*Selected passage:*
┌──

The benchmarking process has enabled nurses at the Royal Free Hampstead NHS Trust to take a step-by-step approach to sharing good practice and developing action plans to remedy poor practice.

Benchmarking The Essence of Care resource pack is designed as a tool to assist health care professionals to improve the quality of care (Department of Health, 2001). In order to use it effectively at the Royal Free Hampstead NHS Trust, several stages of benchmarking implementation were developed:

- Identifying a benchmarking group;

- Addressing the requirements of The Essence of Care;

- Examining current practice and attitudes;

- Evaluating results and action planning;

- Publication and advertisement of results;

- Ward scoring.

 

Identification of a benchmarking group The nursing directorate in the trust identified a multiprofessional group that could work together to improve the quality of nutritional care. The group included pharmacists, dietitians, medical staff, domestic staff, the chaplaincy, the clinical governance department and support service managers.

The group also involved nurses from a variety of clinical areas, for example, clinical nurse specialists in nutrition, tissue viability, gastroenterology and infection control as well as ward managers. Senior nurses were recruited to help negotiate changes in practice.

Addressing The Essence of Care Led by one of the nurses, the group reviewed each factor of The Essence of Care and areas that needed to be addressed were identified (see Table 1).

Examining current practice and attitudes Using questions from The Essence of Care, a data collection pack was produced. This contained:

- Instructions on how to collect information from wards;

- A list of questions to ask two nurses on each ward using a semi-structured technique;

- A list of observations to be made during lunchtime on a ward with instructions to observe one patient in a bay and one patient in a side room;

- A list of questions to ask six patients on the ward using a specific interview technique, with instructions to interview one patient with ethnic or cultural nutritional needs and one who requires assistance when eating.

The data collection was piloted by a clinical nurse specialist in nutrition and a member of the clinical governance department. The working party was then divided into pairs and the pairs each collected data from two wards. A total of 12 wards were examined.

└──

*Record excerpts:*
┌──

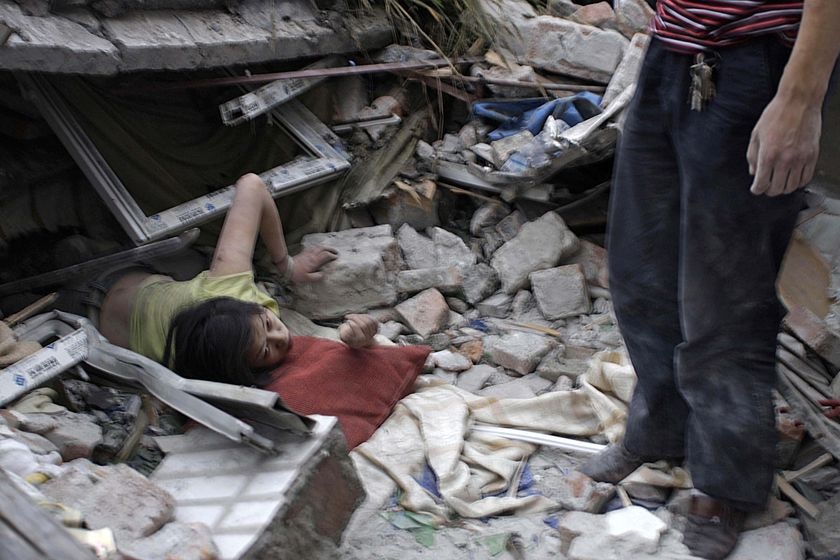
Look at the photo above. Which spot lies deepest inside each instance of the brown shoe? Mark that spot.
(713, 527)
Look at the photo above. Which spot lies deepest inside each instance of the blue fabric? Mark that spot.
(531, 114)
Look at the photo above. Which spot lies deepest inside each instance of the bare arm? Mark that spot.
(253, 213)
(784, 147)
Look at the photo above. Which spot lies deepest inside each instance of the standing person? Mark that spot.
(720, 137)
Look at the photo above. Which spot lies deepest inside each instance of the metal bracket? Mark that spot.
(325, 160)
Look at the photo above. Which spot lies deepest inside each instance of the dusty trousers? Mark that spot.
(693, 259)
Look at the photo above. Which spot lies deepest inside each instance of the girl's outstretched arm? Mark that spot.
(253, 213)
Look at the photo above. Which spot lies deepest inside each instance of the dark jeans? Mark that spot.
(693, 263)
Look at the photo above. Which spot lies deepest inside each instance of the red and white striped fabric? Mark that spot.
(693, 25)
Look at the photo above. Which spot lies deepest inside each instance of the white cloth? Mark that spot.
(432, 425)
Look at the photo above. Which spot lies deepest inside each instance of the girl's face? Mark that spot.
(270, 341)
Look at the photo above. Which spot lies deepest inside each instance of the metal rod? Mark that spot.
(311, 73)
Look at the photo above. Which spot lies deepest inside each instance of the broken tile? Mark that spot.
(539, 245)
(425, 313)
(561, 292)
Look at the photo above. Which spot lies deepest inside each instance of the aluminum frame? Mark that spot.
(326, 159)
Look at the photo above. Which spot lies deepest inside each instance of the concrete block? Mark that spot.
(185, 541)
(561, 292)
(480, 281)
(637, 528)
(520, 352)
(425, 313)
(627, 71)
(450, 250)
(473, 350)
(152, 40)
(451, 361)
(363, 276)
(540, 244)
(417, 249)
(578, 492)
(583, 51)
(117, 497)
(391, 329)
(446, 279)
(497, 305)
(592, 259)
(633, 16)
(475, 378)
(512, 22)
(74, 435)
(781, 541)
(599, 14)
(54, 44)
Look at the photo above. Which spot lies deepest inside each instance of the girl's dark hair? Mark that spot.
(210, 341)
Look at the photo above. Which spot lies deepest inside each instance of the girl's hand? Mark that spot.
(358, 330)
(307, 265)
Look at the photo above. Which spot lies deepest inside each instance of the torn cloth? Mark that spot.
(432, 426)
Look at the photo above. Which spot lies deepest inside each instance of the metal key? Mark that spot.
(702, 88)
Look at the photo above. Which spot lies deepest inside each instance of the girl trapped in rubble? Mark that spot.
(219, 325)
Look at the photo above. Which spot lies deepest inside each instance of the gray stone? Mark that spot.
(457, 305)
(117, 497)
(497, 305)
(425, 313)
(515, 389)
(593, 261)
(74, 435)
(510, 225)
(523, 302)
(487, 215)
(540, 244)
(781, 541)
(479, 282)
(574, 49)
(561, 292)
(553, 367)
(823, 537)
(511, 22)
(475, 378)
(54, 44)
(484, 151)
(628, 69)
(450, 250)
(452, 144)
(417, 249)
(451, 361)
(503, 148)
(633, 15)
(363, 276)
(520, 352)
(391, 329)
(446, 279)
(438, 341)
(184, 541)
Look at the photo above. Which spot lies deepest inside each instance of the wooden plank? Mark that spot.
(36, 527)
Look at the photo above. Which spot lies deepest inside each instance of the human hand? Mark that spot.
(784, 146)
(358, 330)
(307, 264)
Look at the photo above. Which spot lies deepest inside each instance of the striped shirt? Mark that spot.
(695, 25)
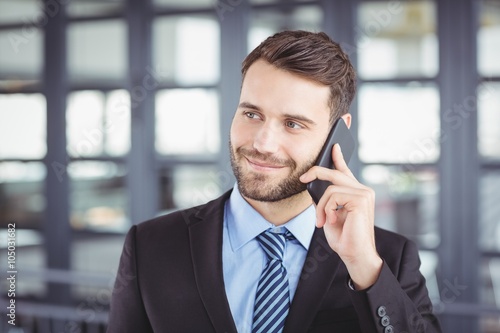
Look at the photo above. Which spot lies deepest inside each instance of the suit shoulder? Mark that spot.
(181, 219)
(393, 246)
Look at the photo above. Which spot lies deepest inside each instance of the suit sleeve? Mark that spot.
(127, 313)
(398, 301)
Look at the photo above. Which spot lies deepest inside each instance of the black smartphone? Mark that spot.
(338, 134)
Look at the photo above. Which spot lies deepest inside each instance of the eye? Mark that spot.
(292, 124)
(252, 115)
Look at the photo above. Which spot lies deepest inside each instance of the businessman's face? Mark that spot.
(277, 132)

└──

*What you need to do:*
[A] Reproduce the part of the benchmarking text starting with "- Ward scoring." and going on through "support service managers.".
[B] Translate this sentence from the benchmarking text into Spanish: "The working party was then divided into pairs and the pairs each collected data from two wards."
[C] Pick up the account of benchmarking nutritional care at the Royal Free Hampstead NHS Trust after its last sentence and carry it further.
This material comes from a separate source and has nothing to do with the nutritional care benchmarking text.

*Answer set:*
[A]
- Ward scoring.

 

Identification of a benchmarking group The nursing directorate in the trust identified a multiprofessional group that could work together to improve the quality of nutritional care. The group included pharmacists, dietitians, medical staff, domestic staff, the chaplaincy, the clinical governance department and support service managers.

[B] Luego, el grupo de trabajo se dividió en parejas y cada pareja recopiló datos de dos salas.

[C]
Although the questionnaires gave helpful data about staff skills and knowledge, the working party felt it did not capture attitudes. As a result, two of the clinical nurse specialists ran small focus groups with nurses and domestic and catering staff.

Members from the working party also consulted the trust’s user’s panel in order to gauge opinion about the quality of food provision. All the data collected was analysed by the clinical governance department.

Evaluating results and action planning Fifty-three patients from 12 wards were interviewed. A total of 55 nurses from 22 wards were asked to complete a questionnaire. Many positive comments about the service were received. A number of issues were identified as important and the working party made recommendations to the trust about how to address these (Table 2).

Publication and advertisement of results Several methods were used to advertise the findings and disseminate information about the project. These included trust-wide nursing strategy days, the trust newspaper, presentation to the trust board, discussion with ward staff and review of the clinical practice manual.

Ward scoring Once the issues surrounding nutritional services had been identified and addressed, wards were asked to address their own specific issues. This is ongoing and each area will be asked to score themselves and develop services based on the results.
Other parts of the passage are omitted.